**GOAL OF THE EXERCISE:**
Arrange the lines below as a numbered list, skipping any blank lines and leaving out the pictures.
^^^^^^^^
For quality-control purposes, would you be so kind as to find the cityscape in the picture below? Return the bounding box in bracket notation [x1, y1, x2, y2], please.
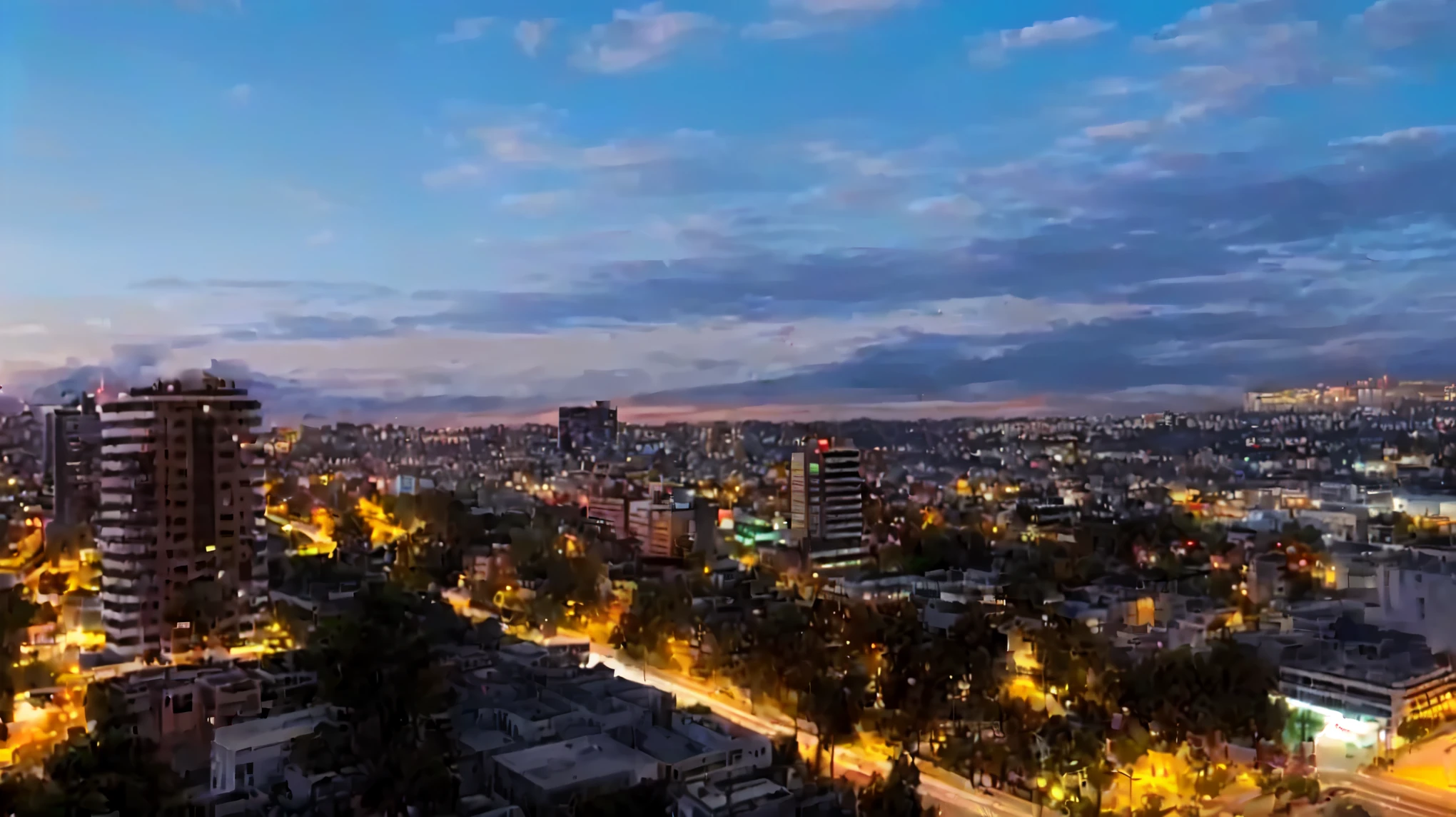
[0, 373, 1456, 817]
[0, 0, 1456, 817]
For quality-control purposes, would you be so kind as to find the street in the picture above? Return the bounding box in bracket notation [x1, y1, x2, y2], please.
[591, 643, 1033, 817]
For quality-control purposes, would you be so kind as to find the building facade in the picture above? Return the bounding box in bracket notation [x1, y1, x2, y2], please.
[789, 438, 871, 569]
[96, 376, 266, 660]
[556, 401, 617, 456]
[42, 395, 101, 526]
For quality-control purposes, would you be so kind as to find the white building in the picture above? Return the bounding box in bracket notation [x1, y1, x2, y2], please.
[495, 734, 658, 816]
[96, 376, 268, 658]
[1366, 552, 1456, 653]
[210, 706, 330, 796]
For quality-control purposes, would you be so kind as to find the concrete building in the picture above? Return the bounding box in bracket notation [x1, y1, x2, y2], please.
[556, 401, 617, 456]
[42, 395, 102, 526]
[96, 376, 266, 660]
[495, 734, 658, 817]
[1239, 616, 1456, 765]
[672, 779, 797, 817]
[1366, 552, 1456, 653]
[208, 706, 333, 796]
[1246, 551, 1288, 604]
[627, 482, 694, 558]
[789, 438, 871, 571]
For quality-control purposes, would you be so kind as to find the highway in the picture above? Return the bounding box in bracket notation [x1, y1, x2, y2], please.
[1319, 772, 1456, 817]
[591, 643, 1033, 817]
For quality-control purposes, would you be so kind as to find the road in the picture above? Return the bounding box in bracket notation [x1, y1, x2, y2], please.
[1319, 772, 1456, 817]
[591, 643, 1033, 817]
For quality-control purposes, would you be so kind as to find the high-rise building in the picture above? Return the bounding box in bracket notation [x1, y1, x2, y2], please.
[789, 438, 871, 571]
[627, 482, 694, 559]
[96, 376, 266, 658]
[556, 401, 617, 454]
[41, 395, 101, 526]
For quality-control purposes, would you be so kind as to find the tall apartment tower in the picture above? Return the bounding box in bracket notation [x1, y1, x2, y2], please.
[789, 438, 871, 571]
[96, 376, 268, 660]
[41, 395, 101, 526]
[556, 401, 617, 454]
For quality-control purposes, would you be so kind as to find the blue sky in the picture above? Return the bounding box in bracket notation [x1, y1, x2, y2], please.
[0, 0, 1456, 418]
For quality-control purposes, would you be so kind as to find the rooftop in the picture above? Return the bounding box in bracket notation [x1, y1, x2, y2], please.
[495, 734, 657, 791]
[213, 706, 329, 751]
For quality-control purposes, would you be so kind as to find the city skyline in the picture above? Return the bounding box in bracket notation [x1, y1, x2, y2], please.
[0, 0, 1456, 421]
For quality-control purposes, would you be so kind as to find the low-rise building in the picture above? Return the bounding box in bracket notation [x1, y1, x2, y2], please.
[495, 734, 658, 817]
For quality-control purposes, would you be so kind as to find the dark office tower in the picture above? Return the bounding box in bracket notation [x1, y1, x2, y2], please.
[556, 401, 617, 454]
[789, 438, 871, 571]
[96, 374, 266, 658]
[42, 395, 101, 526]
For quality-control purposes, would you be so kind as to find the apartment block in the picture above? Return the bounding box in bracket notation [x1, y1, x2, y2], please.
[96, 376, 266, 660]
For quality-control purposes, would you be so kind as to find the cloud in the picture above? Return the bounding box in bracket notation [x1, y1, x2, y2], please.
[1330, 125, 1456, 147]
[420, 161, 485, 188]
[906, 194, 986, 220]
[515, 17, 556, 57]
[572, 3, 719, 74]
[774, 0, 920, 16]
[1355, 0, 1456, 48]
[742, 17, 824, 39]
[1082, 119, 1153, 140]
[971, 16, 1117, 63]
[501, 191, 572, 216]
[742, 0, 920, 39]
[435, 17, 495, 42]
[1138, 0, 1351, 111]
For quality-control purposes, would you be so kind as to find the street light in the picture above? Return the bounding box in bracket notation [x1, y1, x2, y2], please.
[1113, 769, 1141, 817]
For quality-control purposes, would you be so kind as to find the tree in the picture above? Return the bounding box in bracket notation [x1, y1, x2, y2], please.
[859, 753, 934, 817]
[808, 674, 866, 778]
[0, 719, 182, 817]
[577, 781, 672, 817]
[0, 586, 39, 741]
[305, 586, 457, 817]
[1118, 641, 1287, 743]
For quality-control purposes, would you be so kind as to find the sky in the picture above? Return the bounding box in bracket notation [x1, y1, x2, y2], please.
[0, 0, 1456, 422]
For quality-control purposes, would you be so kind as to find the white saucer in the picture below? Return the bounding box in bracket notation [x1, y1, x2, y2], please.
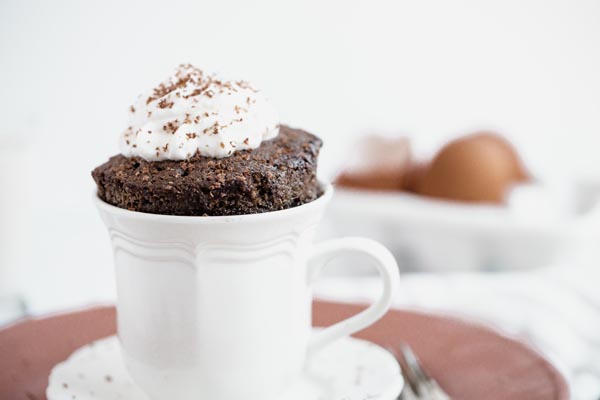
[46, 336, 404, 400]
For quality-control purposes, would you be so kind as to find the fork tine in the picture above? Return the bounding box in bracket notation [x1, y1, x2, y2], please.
[400, 343, 431, 382]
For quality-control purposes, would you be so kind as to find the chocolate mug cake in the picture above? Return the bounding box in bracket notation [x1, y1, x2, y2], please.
[92, 65, 322, 216]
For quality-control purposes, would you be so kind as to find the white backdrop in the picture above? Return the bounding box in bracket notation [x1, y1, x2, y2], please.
[0, 0, 600, 310]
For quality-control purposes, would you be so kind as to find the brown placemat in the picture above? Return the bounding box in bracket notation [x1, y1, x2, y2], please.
[0, 302, 569, 400]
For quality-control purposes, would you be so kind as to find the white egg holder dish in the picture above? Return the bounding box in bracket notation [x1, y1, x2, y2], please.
[321, 184, 600, 273]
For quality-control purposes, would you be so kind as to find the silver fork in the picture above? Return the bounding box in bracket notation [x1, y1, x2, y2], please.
[391, 343, 451, 400]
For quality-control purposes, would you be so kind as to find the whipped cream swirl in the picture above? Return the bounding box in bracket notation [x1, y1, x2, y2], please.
[119, 64, 279, 161]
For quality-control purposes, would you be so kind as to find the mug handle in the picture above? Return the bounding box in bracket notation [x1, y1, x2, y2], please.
[308, 237, 399, 357]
^^^^^^^^
**SOLUTION TO THIS EXERCISE:**
1. For quality-control purposes, would you be so kind as to find the cityscape in the picture below? Return the bounding box in bracket notation [x1, y1, x2, y2], please.
2. [0, 373, 1456, 817]
3. [0, 0, 1456, 817]
4. For quality-control purposes, would you be so kind as to find the street in the picture above? Return the bounding box in bracket notation [x1, y1, x2, y2], please.
5. [591, 643, 1033, 817]
6. For quality-control purposes, would you be so kind as to find the building facade in the picture above? Return the bounding box in bracket notation [x1, y1, x2, y2], please.
7. [789, 438, 871, 569]
8. [96, 376, 266, 660]
9. [556, 401, 617, 456]
10. [42, 395, 101, 526]
11. For quality-control purposes, would you be so kind as to find the white building in the picture above? Return the bounding box in bracket notation [x1, y1, x2, y2], please.
12. [495, 734, 658, 816]
13. [96, 376, 268, 658]
14. [1366, 552, 1456, 653]
15. [210, 706, 330, 796]
16. For quality-control purposes, would you be so kind as to find the concrete building in the picture above? Return the bounding box in bracket notation [x1, y1, x2, y2], please.
17. [556, 401, 617, 456]
18. [42, 395, 102, 526]
19. [96, 376, 266, 660]
20. [495, 734, 658, 817]
21. [1239, 616, 1456, 765]
22. [672, 779, 797, 817]
23. [1366, 552, 1456, 653]
24. [208, 706, 333, 796]
25. [1246, 551, 1288, 604]
26. [627, 482, 694, 558]
27. [789, 438, 871, 571]
28. For quality-control purposes, would you be so kind as to find the highway in the picture above? Return the bounding box in bracket notation [x1, y1, x2, y2], please.
29. [1319, 772, 1456, 817]
30. [591, 643, 1033, 817]
31. For quality-control purposes, would you be so kind as to find the road in the picture above? Return the bounding box in bracket notation [x1, y1, x2, y2], please.
32. [1319, 772, 1456, 817]
33. [591, 643, 1033, 817]
34. For quality-control purposes, would you be so kind as to find the high-rise building in the picture above? Return the bounding box in bracket notation [x1, y1, x2, y2], please.
35. [789, 438, 871, 571]
36. [627, 482, 694, 559]
37. [96, 376, 266, 658]
38. [556, 401, 617, 454]
39. [41, 395, 101, 526]
40. For quality-control purposes, would you be so kind as to find the tall apartment tower in the picture above? Return the bounding box in bracket notation [x1, y1, x2, y2], please.
41. [789, 438, 871, 571]
42. [96, 376, 268, 660]
43. [41, 395, 101, 526]
44. [556, 401, 617, 454]
45. For quality-control purposes, would you be so kind as to find the blue sky in the picture above? Return the bounding box in bracket notation [x1, y1, x2, y2], please.
46. [0, 0, 1456, 418]
47. For quality-control purposes, would you be so kind as to find the rooftop in the picture above? Return the bounding box in bracket notation [x1, y1, x2, y2], please.
48. [495, 734, 657, 791]
49. [213, 706, 329, 751]
50. For quality-control purposes, would you be so kind as to find the city skyline in the picture above? Return the bounding box in bracket notation [x1, y1, x2, y2], please.
51. [0, 0, 1456, 421]
52. For quality-control purposes, would you be so kind as to find the low-rise building in the picture above? Return the bounding box in bracket notation [x1, y1, x2, y2], please.
53. [495, 734, 658, 817]
54. For quality-control purposes, would you be so kind as to find the dark office tower in the picture above? Return the bounding box in bracket notation [x1, y1, x2, y2], please.
55. [556, 401, 617, 454]
56. [789, 438, 871, 571]
57. [96, 374, 266, 658]
58. [42, 395, 101, 526]
59. For quality-control purposes, would you be so kind as to find the apartment block in the picture above? Return the bounding box in bracket notation [x1, y1, x2, y2], please.
60. [96, 376, 266, 660]
61. For quality-control purposes, would you be so kind as to find the cloud in the picture above? Return the bounding box in bracket notation [x1, y1, x2, y2], please.
62. [1330, 125, 1456, 147]
63. [420, 161, 485, 188]
64. [906, 194, 986, 220]
65. [515, 17, 556, 57]
66. [572, 3, 719, 74]
67. [774, 0, 920, 16]
68. [1355, 0, 1456, 48]
69. [742, 17, 824, 39]
70. [1082, 119, 1153, 140]
71. [971, 16, 1117, 63]
72. [501, 191, 572, 216]
73. [742, 0, 920, 39]
74. [435, 17, 495, 42]
75. [1138, 0, 1351, 111]
76. For quality-control purposes, would you be so kind as to find the street light in the picture above? Return the bounding box in bracket notation [x1, y1, x2, y2], please.
77. [1113, 769, 1141, 817]
78. For quality-control purposes, would you be so kind as to find the tree in the picture above? Return the bounding box in bracket notation [x1, y1, x2, y2], please.
79. [859, 753, 934, 817]
80. [808, 674, 866, 778]
81. [0, 719, 182, 817]
82. [577, 781, 672, 817]
83. [0, 586, 39, 741]
84. [305, 586, 457, 817]
85. [1118, 641, 1287, 743]
86. For quality-control purposes, would you be so kind as to find the sky in the picture above? Return the bounding box in bracket notation [x1, y1, x2, y2], please.
87. [0, 0, 1456, 422]
88. For quality-control purposes, would you be so kind as to find the white saucer in the picture below? Return the bounding box in bracket notation [x1, y1, x2, y2], please.
89. [46, 336, 404, 400]
90. For quality-control purposes, would you be so kind as to find the fork tine in the picture above? Return the bounding box in bracket notation [x1, y1, x2, y2], please.
91. [400, 343, 431, 382]
92. For quality-control purposes, would you be so kind as to find the chocolate mug cake in the picture above? Return the bounding box in bracket notation [x1, y1, x2, y2], please.
93. [92, 65, 322, 216]
94. For quality-control purposes, would you be so kind as to find the white backdrop in the picture above? Return the bounding box in bracket notation [x1, y1, x2, y2], please.
95. [0, 0, 600, 310]
96. For quality-control purposes, would you be so kind as to find the brown placemat in the picture above? Return the bounding box in bracket notation [x1, y1, x2, y2], please.
97. [0, 302, 569, 400]
98. For quality-control purposes, would you be so kind as to find the white egg holder dish in the picture above? Return the bounding box in bracket notation [x1, y1, x2, y2], please.
99. [321, 184, 600, 273]
100. For quality-control purposes, would you be so kind as to find the silver fork in the picture above? Return the bounding box in bracket notation [x1, y1, x2, y2], please.
101. [391, 343, 451, 400]
102. For quality-control purposes, would you be so kind as to find the whipped cream swirl in the picture above? Return the bounding box in bracket notation [x1, y1, x2, y2], please.
103. [119, 64, 279, 161]
104. For quality-control purposes, would you be so kind as to find the mug handle in the picture above? Return the bounding box in bracket notation [x1, y1, x2, y2], please.
105. [308, 237, 399, 357]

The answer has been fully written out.